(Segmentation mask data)
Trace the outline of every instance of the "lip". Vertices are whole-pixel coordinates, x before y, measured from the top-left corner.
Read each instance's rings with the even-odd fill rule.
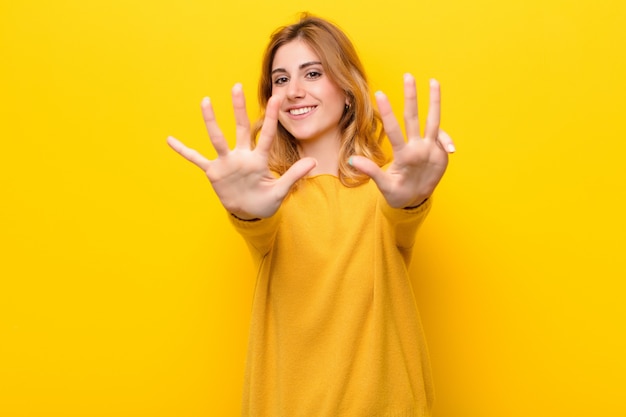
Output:
[[[305,112],[302,114],[292,113],[292,111],[294,110],[301,110],[301,109],[307,109],[307,108],[310,108],[308,112]],[[288,107],[287,109],[285,109],[285,113],[287,113],[287,116],[289,116],[289,118],[297,120],[297,119],[304,119],[305,117],[310,116],[311,114],[315,112],[315,110],[317,110],[317,105],[301,105],[301,106]]]

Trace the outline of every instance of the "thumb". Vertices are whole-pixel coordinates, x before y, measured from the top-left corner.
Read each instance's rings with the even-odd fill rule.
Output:
[[[374,180],[381,192],[384,193],[384,190],[388,189],[387,175],[374,161],[364,156],[353,155],[348,159],[348,164]]]
[[[293,185],[317,166],[313,158],[302,158],[291,166],[279,179],[276,180],[276,192],[282,199]]]
[[[350,159],[348,159],[348,165],[356,168],[358,171],[373,179],[379,187],[380,182],[384,180],[385,172],[378,165],[376,165],[374,161],[367,159],[364,156],[351,156]]]

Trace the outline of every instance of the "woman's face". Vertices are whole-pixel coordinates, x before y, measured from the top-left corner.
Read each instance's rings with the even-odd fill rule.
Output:
[[[301,141],[339,139],[346,96],[305,42],[278,48],[271,77],[272,95],[283,98],[278,120],[289,133]]]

TASK STATEMENT =
Show every line of the data in which the word "outline" appears.

ANSWER SECTION =
Trace the outline of every instance of the "lip". Vertices are whole-pixel coordinates, x before y, measured from the top-left corner.
Trace the outline of every instance of the "thumb". Vertices are whole-pixel coordinates, x before y, measured from the top-left corner.
Trace the outline of every instance of the "woman's face". Vertices are whole-pixel coordinates, x before y, measured from the top-left corner.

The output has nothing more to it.